#### Passage for review
------------------------------

Students who have not taken any science courses recently may want to brush up on recognizing and reading the various types of graphs and charts. Having a solid understanding of what and how information is presented will greatly speed up the process of finding the right answer. It is also a good idea to review basic concepts in general science.
Top 30 US University– SAT Strategy
Math score: 650 | English score: 660
Achieving a 650 in the Math section of SAT is approximately equivalent to getting 42 out of 58 questions right.
The difficulty of Math questions on the SAT is approximately the same as that of questions at the end of an Algebra II exam, with the additional topics of trigonometry (very minor) and statistics/probability.

------------------------------

#### Record extracts
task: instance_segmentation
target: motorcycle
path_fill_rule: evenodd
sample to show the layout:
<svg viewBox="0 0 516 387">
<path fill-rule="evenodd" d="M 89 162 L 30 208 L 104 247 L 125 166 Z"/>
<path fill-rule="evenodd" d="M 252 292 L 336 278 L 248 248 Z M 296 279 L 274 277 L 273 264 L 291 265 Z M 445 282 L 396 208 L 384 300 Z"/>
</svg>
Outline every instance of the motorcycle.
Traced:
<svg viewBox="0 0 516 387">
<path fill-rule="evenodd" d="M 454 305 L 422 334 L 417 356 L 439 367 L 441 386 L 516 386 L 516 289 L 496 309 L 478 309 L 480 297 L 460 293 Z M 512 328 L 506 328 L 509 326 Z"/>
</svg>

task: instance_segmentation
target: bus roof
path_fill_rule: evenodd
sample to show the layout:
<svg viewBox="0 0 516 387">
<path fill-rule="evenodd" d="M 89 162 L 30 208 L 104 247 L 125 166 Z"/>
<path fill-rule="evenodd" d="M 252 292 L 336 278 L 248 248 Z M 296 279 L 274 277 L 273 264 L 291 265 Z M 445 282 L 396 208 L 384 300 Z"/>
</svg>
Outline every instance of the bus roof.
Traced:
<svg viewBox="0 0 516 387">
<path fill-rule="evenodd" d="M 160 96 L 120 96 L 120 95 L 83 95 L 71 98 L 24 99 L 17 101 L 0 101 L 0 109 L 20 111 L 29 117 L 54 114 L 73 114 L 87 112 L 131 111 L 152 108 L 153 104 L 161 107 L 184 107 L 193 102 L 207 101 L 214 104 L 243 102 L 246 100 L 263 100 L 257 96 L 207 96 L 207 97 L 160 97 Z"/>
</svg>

------------------------------

#### Try it
Answer these questions using the SAT preparation text:
1. Which two kinds of visual material does it suggest students without recent science courses review?
2. About how many of the 58 Math questions must be answered correctly to score 650?
3. Which additional topics, beyond Algebra II-level material, does it say the Math questions cover?

#### Output for this exercise
1. Graphs and charts.
2. About 42.
3. Trigonometry (very minor) and statistics/probability.